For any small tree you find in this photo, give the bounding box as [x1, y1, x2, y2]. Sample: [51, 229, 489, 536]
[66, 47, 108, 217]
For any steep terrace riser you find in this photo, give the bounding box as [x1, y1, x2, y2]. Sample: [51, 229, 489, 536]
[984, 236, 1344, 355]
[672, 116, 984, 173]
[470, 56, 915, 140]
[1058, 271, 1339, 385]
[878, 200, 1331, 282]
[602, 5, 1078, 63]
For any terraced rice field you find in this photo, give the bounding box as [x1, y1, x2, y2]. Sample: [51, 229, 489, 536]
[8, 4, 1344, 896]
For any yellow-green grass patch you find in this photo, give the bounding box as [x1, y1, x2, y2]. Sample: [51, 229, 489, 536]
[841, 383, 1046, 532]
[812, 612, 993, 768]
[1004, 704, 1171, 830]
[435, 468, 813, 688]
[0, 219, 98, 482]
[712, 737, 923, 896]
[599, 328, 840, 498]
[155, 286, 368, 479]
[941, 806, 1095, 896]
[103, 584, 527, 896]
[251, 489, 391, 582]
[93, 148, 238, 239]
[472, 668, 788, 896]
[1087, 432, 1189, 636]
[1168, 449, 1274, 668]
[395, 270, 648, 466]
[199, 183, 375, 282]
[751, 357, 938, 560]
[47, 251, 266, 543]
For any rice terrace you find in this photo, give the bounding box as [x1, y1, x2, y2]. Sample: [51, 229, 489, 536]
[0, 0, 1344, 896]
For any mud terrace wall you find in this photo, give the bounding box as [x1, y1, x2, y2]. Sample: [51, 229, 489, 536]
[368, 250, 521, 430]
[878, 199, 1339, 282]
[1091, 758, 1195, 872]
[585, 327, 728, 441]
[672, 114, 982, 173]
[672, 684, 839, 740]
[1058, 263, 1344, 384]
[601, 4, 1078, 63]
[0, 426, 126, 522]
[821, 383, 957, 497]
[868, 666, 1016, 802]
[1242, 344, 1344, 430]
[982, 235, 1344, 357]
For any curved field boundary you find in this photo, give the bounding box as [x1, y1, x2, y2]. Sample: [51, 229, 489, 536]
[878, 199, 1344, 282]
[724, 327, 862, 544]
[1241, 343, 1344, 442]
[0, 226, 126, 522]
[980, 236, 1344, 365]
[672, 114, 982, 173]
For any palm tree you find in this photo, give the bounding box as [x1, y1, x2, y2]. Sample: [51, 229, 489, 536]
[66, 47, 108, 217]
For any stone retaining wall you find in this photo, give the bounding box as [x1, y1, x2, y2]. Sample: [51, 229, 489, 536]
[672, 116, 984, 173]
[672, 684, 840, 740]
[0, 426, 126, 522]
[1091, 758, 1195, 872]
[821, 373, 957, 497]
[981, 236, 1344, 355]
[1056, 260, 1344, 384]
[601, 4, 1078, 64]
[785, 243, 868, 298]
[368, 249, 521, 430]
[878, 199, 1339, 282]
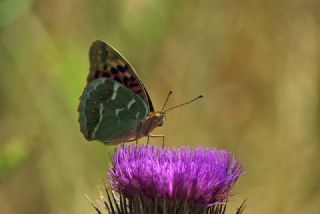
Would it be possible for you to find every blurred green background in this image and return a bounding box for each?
[0,0,320,214]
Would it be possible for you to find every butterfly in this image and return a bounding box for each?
[78,40,202,144]
[78,40,165,144]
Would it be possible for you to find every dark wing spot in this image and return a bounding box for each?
[117,65,126,72]
[113,76,122,83]
[123,77,130,86]
[102,72,110,77]
[130,83,139,88]
[111,67,119,74]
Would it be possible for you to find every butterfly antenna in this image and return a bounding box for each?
[161,91,172,112]
[164,94,203,112]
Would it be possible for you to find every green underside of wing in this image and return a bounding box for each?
[79,78,148,142]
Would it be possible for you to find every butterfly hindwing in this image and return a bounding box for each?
[79,78,148,142]
[87,40,154,111]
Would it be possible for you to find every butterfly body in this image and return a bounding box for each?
[78,41,165,144]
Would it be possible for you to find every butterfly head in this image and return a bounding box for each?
[149,111,166,126]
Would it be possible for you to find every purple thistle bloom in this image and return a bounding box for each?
[109,145,243,207]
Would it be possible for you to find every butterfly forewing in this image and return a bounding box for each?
[87,40,154,111]
[79,78,148,142]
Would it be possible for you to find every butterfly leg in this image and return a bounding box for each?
[147,134,164,148]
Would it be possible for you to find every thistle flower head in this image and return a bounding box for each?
[109,145,243,208]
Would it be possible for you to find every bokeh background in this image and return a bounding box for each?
[0,0,320,214]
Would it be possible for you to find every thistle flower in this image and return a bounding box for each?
[93,145,243,214]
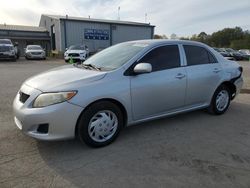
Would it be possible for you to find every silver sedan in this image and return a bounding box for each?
[13,40,243,147]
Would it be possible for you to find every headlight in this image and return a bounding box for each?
[33,91,77,108]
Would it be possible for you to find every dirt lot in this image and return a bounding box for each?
[0,60,250,188]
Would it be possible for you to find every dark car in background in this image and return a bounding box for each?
[213,47,233,60]
[0,39,17,61]
[24,45,46,59]
[225,48,244,61]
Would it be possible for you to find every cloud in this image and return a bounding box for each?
[0,0,250,36]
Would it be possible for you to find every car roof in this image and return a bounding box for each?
[125,39,211,46]
[27,44,41,47]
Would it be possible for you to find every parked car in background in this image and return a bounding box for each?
[13,40,243,147]
[239,49,250,60]
[64,45,89,62]
[14,42,20,59]
[0,39,17,61]
[25,45,46,59]
[213,48,230,57]
[225,48,244,61]
[213,47,234,60]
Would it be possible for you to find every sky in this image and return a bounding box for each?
[0,0,250,37]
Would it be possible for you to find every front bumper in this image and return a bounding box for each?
[25,54,46,59]
[13,85,83,140]
[64,54,86,62]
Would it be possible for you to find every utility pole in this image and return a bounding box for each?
[118,7,121,20]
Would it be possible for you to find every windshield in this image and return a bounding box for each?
[226,48,234,52]
[69,45,85,50]
[0,39,11,44]
[27,46,42,50]
[83,42,148,70]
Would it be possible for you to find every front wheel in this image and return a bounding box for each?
[208,85,231,115]
[77,101,123,147]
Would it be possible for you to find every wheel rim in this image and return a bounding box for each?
[88,110,118,142]
[216,90,229,111]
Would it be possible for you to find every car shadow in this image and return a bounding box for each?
[37,102,250,187]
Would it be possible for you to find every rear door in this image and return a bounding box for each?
[183,45,222,106]
[130,45,186,120]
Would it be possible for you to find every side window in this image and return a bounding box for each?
[140,45,180,71]
[184,45,216,66]
[208,52,218,63]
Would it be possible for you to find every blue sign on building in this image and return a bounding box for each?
[84,29,109,40]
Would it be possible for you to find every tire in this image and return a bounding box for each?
[77,101,123,147]
[208,85,231,115]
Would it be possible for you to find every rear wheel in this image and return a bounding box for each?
[208,85,231,115]
[77,101,123,147]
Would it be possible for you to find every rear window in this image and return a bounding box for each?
[184,45,217,66]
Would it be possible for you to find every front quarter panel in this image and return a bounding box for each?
[69,69,131,122]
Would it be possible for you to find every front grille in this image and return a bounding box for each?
[19,91,30,103]
[37,123,49,134]
[0,46,10,52]
[31,52,41,55]
[68,53,79,57]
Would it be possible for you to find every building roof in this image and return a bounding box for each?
[0,24,47,32]
[44,14,155,27]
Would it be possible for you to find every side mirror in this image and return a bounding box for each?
[134,63,152,74]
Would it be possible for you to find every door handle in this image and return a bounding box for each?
[213,68,221,73]
[175,73,186,79]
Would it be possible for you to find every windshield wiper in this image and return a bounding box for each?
[82,63,101,71]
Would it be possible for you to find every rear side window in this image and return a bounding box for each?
[140,45,180,71]
[184,45,217,66]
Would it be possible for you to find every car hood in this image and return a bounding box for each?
[26,50,44,53]
[66,50,85,53]
[25,65,106,92]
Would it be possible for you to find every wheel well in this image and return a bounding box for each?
[75,98,128,136]
[221,81,236,100]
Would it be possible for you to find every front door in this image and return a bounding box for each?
[130,45,187,120]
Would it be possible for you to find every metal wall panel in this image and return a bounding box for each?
[61,20,110,52]
[112,25,153,45]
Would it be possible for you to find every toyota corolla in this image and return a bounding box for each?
[13,40,243,147]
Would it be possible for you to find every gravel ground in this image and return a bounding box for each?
[0,60,250,188]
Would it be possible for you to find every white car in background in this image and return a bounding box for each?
[64,45,89,62]
[25,45,46,59]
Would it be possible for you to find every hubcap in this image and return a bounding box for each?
[216,90,229,111]
[88,110,118,142]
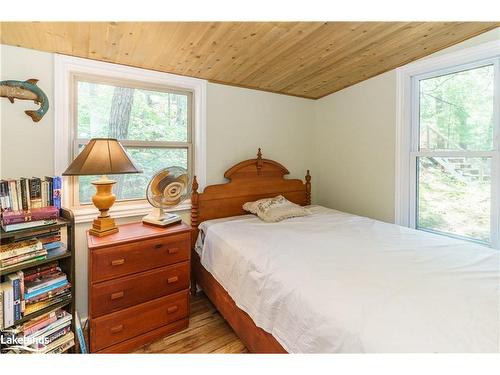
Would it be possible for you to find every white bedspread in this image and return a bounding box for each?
[198,206,500,353]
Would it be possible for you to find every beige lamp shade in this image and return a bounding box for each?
[63,138,141,176]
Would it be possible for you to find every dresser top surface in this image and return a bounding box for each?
[87,222,191,250]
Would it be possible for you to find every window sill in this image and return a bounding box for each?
[71,200,191,224]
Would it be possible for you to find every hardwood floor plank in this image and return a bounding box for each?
[135,293,248,354]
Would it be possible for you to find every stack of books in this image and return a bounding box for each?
[0,228,67,272]
[0,177,61,232]
[0,238,47,269]
[2,309,75,354]
[0,261,71,329]
[0,176,61,211]
[1,206,59,232]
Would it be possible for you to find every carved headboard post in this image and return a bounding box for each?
[191,176,199,246]
[306,169,311,205]
[255,147,264,174]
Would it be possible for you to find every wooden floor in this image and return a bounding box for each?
[136,293,248,353]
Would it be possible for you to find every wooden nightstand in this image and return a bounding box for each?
[87,223,191,353]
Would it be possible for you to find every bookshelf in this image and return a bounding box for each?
[0,208,76,352]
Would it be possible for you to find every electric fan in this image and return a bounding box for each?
[142,167,191,227]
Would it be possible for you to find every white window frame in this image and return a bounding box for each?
[395,41,500,249]
[53,54,207,223]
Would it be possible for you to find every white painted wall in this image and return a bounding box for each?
[0,45,314,317]
[312,28,500,222]
[0,45,54,178]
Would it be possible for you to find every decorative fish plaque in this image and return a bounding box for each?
[0,79,49,122]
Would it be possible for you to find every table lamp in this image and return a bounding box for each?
[63,138,141,237]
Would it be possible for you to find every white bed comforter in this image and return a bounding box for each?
[197,206,500,353]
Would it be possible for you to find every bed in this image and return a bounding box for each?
[191,150,500,353]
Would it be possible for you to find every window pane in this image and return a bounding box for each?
[79,147,188,204]
[417,157,491,242]
[420,65,494,150]
[77,81,189,142]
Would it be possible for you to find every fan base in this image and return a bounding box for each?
[142,214,182,227]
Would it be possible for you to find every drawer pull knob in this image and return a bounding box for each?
[167,305,179,314]
[110,324,123,333]
[167,276,179,284]
[111,291,124,300]
[111,259,125,266]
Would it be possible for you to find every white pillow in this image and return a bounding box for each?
[243,195,311,223]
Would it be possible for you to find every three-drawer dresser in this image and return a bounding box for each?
[87,223,191,353]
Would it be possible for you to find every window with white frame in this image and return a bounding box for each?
[396,41,500,247]
[73,76,193,205]
[54,55,206,222]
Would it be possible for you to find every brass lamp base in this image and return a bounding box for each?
[89,176,118,237]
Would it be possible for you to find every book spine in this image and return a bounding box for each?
[2,219,57,232]
[29,177,42,208]
[23,178,31,210]
[26,284,71,304]
[53,176,62,209]
[2,206,59,225]
[4,181,12,210]
[9,180,19,211]
[24,263,60,282]
[75,311,87,354]
[16,180,24,210]
[7,274,22,321]
[26,274,66,293]
[0,249,47,267]
[45,177,54,206]
[37,326,71,349]
[0,180,9,212]
[0,285,3,331]
[17,270,26,315]
[23,311,57,336]
[2,281,14,328]
[0,243,43,260]
[24,280,68,299]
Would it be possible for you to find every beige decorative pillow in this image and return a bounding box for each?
[243,195,311,223]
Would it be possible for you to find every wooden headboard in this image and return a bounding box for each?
[191,148,311,240]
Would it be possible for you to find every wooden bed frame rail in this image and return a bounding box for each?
[191,148,311,353]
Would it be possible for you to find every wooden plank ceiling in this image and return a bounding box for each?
[1,22,500,99]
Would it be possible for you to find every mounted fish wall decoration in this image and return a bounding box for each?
[0,78,49,122]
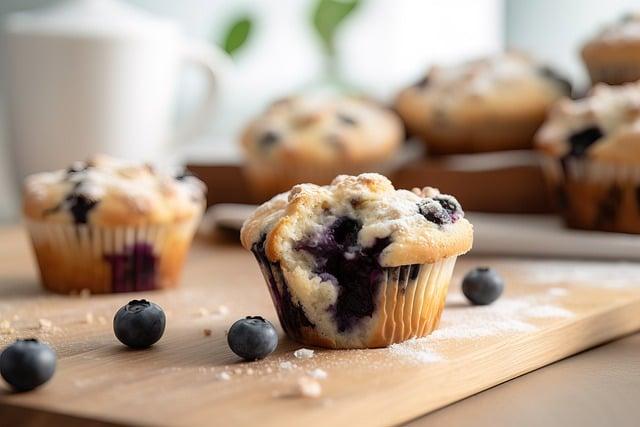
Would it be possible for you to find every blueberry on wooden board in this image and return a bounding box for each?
[462,267,504,305]
[113,299,166,348]
[227,316,278,360]
[0,339,56,391]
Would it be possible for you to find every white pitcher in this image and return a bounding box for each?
[2,0,228,177]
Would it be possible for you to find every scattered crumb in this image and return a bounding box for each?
[280,360,296,370]
[216,372,231,381]
[295,377,322,398]
[293,348,314,359]
[307,368,329,380]
[38,319,53,331]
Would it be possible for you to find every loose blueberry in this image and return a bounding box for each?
[0,339,56,391]
[227,316,278,360]
[462,267,504,305]
[414,76,429,89]
[113,299,166,348]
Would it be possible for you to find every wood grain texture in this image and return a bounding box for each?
[0,228,640,426]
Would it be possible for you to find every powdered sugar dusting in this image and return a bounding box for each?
[389,340,444,363]
[389,292,574,363]
[524,305,574,319]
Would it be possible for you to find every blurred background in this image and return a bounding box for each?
[0,0,640,221]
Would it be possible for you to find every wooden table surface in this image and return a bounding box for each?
[0,227,640,426]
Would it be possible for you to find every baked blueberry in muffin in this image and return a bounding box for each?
[536,83,640,233]
[241,173,473,348]
[24,156,205,293]
[240,94,404,202]
[395,52,571,154]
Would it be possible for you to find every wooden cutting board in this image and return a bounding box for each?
[0,224,640,426]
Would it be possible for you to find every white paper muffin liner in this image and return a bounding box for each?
[256,251,457,348]
[26,216,200,293]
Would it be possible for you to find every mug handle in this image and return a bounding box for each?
[173,40,231,143]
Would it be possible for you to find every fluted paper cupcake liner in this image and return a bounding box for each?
[252,252,457,348]
[543,156,640,234]
[26,216,200,293]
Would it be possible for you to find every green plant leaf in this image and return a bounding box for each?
[222,16,253,55]
[312,0,360,55]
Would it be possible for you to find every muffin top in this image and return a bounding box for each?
[23,155,206,226]
[241,96,404,164]
[587,12,640,46]
[241,173,473,270]
[397,52,571,109]
[536,83,640,164]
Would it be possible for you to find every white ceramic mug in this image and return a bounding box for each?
[3,0,227,177]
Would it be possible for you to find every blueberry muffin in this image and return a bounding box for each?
[536,83,640,233]
[395,53,571,154]
[23,156,206,293]
[581,14,640,85]
[241,95,404,201]
[241,173,473,348]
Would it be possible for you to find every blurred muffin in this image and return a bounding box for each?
[395,52,571,154]
[23,156,205,293]
[582,14,640,85]
[536,83,640,233]
[241,173,473,348]
[241,96,404,201]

=== DESCRIPTION OF THE TASK ===
Reproduce every line from the beginning of the data through the line containing "[8, 4, 1344, 896]", including the requests, and add 126 to each bounding-box coordinate in the answers.

=== ANSWER TO THIS PROBLEM ===
For any small tree you find in this photo, give the bounding box as [x1, y1, x2, y2]. Sample: [51, 229, 489, 536]
[192, 173, 234, 343]
For any steep terrace riser you find in this photo, give the bounding box as [x1, y1, x2, y2]. Sample: [51, 229, 489, 536]
[1110, 362, 1470, 481]
[798, 242, 1110, 299]
[596, 182, 1041, 266]
[1184, 397, 1465, 511]
[1004, 326, 1457, 408]
[728, 131, 1204, 189]
For any terraced rice field you find in this photo, give the bounding box as [x1, y1, x2, y2]. Sample: [51, 229, 489, 536]
[134, 130, 1470, 1022]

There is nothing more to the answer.